Dataset rows

***

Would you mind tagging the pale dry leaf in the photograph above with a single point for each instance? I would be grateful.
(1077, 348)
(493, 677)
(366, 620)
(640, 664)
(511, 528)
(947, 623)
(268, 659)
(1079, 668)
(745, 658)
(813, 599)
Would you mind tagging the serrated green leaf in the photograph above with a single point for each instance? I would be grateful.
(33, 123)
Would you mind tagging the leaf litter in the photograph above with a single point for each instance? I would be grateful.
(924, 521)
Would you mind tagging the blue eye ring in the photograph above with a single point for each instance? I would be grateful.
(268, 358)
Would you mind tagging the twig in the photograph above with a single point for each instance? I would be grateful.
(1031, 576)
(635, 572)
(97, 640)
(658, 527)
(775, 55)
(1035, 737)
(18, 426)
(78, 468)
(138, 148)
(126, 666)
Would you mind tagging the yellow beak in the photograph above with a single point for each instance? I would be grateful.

***

**EXERCISE PROMPT**
Please update the rows starting with the line that contains "Would you mind tagging the serrated" and going on through the end of the rows by replacing "tagging" with "labeling" and leaving everything else unchanged. Return only those lines.

**TASK SOLUTION**
Would you mind labeling the serrated green leaf in the photograph above with a single point for each instance? I would be grateful.
(33, 123)
Would you mind labeling the leaf litter in the photograph above with a single point for each instance? I would be grateful.
(924, 521)
Would you mind labeling the blue eye ring in the photograph above with a single point for each instance? I would be grateful.
(268, 358)
Would you mind labeling the twig in the photograph above with a single point for each instance? I would be grateful.
(1031, 576)
(635, 572)
(97, 640)
(658, 527)
(775, 55)
(1035, 737)
(18, 426)
(78, 468)
(138, 148)
(126, 666)
Would you mind labeling the yellow beak in the photograph above with a single point for each instance? I would be grateful.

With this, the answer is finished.